§ **Problem to solve**
Rewrite every one of the records below, replacing "negative clicks" with "background clicks" and leaving everything else unchanged.

§ **Material for the task**
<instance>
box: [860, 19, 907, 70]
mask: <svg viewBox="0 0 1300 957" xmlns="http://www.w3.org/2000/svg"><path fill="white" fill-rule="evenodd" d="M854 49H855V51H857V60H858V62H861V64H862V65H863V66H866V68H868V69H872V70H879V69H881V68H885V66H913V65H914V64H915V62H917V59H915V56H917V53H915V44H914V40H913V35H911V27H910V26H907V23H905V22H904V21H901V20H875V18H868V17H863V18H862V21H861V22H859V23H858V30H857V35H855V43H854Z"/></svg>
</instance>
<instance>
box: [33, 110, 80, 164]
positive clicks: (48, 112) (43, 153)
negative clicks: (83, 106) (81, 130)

§ **Solution for this task**
<instance>
box: [860, 19, 907, 70]
mask: <svg viewBox="0 0 1300 957" xmlns="http://www.w3.org/2000/svg"><path fill="white" fill-rule="evenodd" d="M854 49H855V51H857V60H858V62H861V64H862V65H863V66H866V68H868V69H872V70H879V69H881V68H885V66H913V65H914V64H915V62H917V59H915V56H917V53H915V44H914V40H913V35H911V27H910V26H907V23H905V22H904V21H901V20H875V18H868V17H863V18H862V21H861V22H859V23H858V30H857V35H855V43H854Z"/></svg>
</instance>
<instance>
box: [33, 110, 80, 164]
positive clicks: (48, 112) (43, 153)
background clicks: (83, 106) (81, 130)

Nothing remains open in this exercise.